Things seem to be ticking along like clockwork and that’s usually a good time to step back and think about things.

  1. Everyone’s a marketerSeth Godin was right, we’re all marketers now. As a real estate agent or as a professional investor, it’s all marketing. Along those lines you’ve also gotta realize that it’s hard to market crap. Do a good job on a few projects, rather than try to chase thousands. Don Campbell gave a great talk at REIN’s Capital Raising Conference about ‘building your list’. His crucial point was that your list should only be 2-3 people – the right people. That leads me to my next profound thought.
  2. It’s all list building. Networking, finding JV partners, choosing contractors, vacation planning – whatever you’re on about, you’ve gotta keep track of who you’re meeting. Social media has been great for that since it’s easy to add people to Facebook, LinkedIn or Twitter.  There’s also some great software out there for keeping track of people and your business such as HighRise from 37 Signals. Even if you’re just rocking the rolodex, make sure you’re keeping track of people so you can remember them.  Two things I learned just this year are tiny little tips. First, from James Knull, when you’re at a conference or trade show and people are giving you their cards, turn it over and on the back write what their biggest need is and their most recognizable physical characteristic is. The second is from my own office and is head-smackingly simple. We get a printout every week of all the messages we’ve had paged out to us, such as when a buyer calls the number on our signs. I went an awfully long time just throwing them out and discarding buyers who I though weren’t interested. Each phone call costs money to get – money for signs, listings and ads. Each contact should be carefully screened and evaluated before you decide to keep them or toss them.
  3. Fire more people. Now that you’ve gotten the list-building part of things down-pat, it’s time to fire people! I’m a big believer of the 80/20 rule; 80% of your business comes from 20% of the people. Few things in our business made our lives simpler and more profitable than deciding that we’re not going to chase people, jump and run for prospective clients, nor drive all over the place for meetings without commitment on both parts. I know of at least one deal which I missed out on double ending because I wouldn’t meet a caller at 7pm when she called at 4:30pm. That’s just fine. We choose the people we work with and Brent and I are not afraid to say when we don’t think we’re the right match.  We recently printed out our 1100-person client list with the goal of firing 20-30% of them, together with picking the best 10%. I’m a believer in Dunbar’s number and every time we bump into it we’ll find a way to grow or shrink to ensure the quality of our relationships.

+===+

◆ **List of tasks**
A – In the real estate post, rewrite the paragraph beginning "Fire more people" as a short bulleted list that keeps its main facts.
B – Answer these questions from the real estate post, one per line:
(i) Who spoke about "building your list" at REIN's Capital Raising Conference?
(ii) What two things does James Knull suggest writing on the back of a business card received at a conference or trade show?
(iii) How many people were on the client list that was recently printed?
C – For each statement, say whether it agrees with the real estate post. Answer yes or no, and quote the words of the post that decide it.
(i) Don Campbell advised making your list as large as possible.
(ii) The office receives a weekly printout of the messages paged out to it.
(iii) HighRise is software from 37 Signals.

+===+

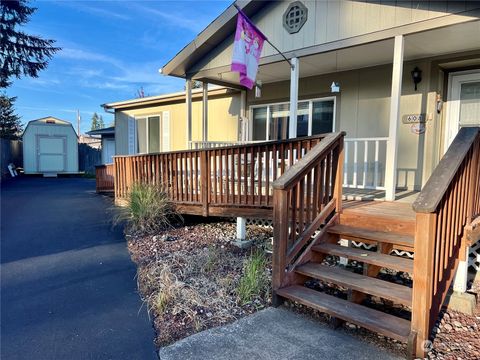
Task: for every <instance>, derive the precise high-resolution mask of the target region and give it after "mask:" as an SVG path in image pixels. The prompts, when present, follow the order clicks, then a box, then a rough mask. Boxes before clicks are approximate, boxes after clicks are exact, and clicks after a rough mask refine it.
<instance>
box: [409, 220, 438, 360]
mask: <svg viewBox="0 0 480 360" xmlns="http://www.w3.org/2000/svg"><path fill="white" fill-rule="evenodd" d="M436 226H437V214H436V213H417V217H416V229H415V248H414V252H415V257H414V260H413V297H412V332H413V333H416V335H417V338H416V339H415V340H416V341H415V343H416V345H415V355H416V356H417V357H421V358H423V357H424V356H425V354H426V352H427V350H428V347H427V346H426V345H427V343H426V341H428V338H429V336H430V328H431V327H430V325H431V324H430V323H431V311H430V309H431V306H432V295H433V281H434V279H433V276H434V274H433V272H434V271H433V270H434V251H435V238H436V235H437V234H436Z"/></svg>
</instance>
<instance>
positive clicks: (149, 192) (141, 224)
mask: <svg viewBox="0 0 480 360" xmlns="http://www.w3.org/2000/svg"><path fill="white" fill-rule="evenodd" d="M174 217H180V215H178V214H177V213H176V211H175V207H174V205H173V203H172V202H171V201H170V199H169V198H168V195H167V194H166V193H165V192H164V191H163V190H162V189H161V188H160V187H159V186H157V185H153V184H142V183H137V184H134V185H133V187H132V190H131V192H130V194H129V196H128V199H127V206H126V207H122V208H119V209H118V211H117V216H116V218H115V220H114V222H115V223H116V224H118V223H120V222H123V221H126V222H127V226H128V227H129V228H130V230H131V231H132V232H139V233H142V234H153V233H156V232H158V231H160V230H163V229H166V228H168V227H170V226H171V221H172V219H173V218H174Z"/></svg>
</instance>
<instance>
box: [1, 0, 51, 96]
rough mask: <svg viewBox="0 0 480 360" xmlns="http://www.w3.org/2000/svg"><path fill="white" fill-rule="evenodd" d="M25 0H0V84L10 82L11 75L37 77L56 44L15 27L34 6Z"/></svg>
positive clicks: (26, 21)
mask: <svg viewBox="0 0 480 360" xmlns="http://www.w3.org/2000/svg"><path fill="white" fill-rule="evenodd" d="M26 4H27V2H26V1H25V0H0V54H1V56H0V88H6V87H8V86H9V85H10V84H11V77H13V76H15V77H16V78H17V79H19V78H20V77H21V76H31V77H38V73H39V72H40V70H43V69H45V68H46V67H47V65H48V61H49V60H50V59H51V58H52V56H53V54H55V53H56V52H57V51H58V50H60V48H58V47H54V46H53V44H54V43H55V40H45V39H42V38H40V37H38V36H32V35H28V34H26V33H24V32H23V31H19V30H18V29H17V27H19V26H23V25H25V24H26V23H27V22H28V21H29V20H30V16H31V15H32V14H33V13H34V12H35V11H36V8H33V7H29V6H27V5H26Z"/></svg>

+===+

◆ **Task-by-task results**
A –
- The writer follows the 80/20 rule: 80% of business comes from 20% of the people.
- Refusing to chase people, rush after prospective clients or drive to meetings without commitment on both sides made the business simpler and more profitable.
- The writer missed at least one chance to double end a deal by declining to meet a caller at 7pm after she called at 4:30pm, and accepts that outcome.
- The writer and Brent choose whom they work with and say so when they are not the right match.
- They recently printed their 1100-person client list, aiming to fire 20-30% of those clients and pick out the best 10%.
- Believing in Dunbar's number, they grow or shrink whenever they reach it in order to keep their relationships strong.

B –
(i) Don Campbell.
(ii) The person's biggest need and their most recognizable physical characteristic.
(iii) 1100 people.

C –
(i) No: "His crucial point was that your list should only be 2-3 people – the right people."
(ii) Yes: "We get a printout every week of all the messages we’ve had paged out to us"
(iii) Yes: "such as HighRise from 37 Signals"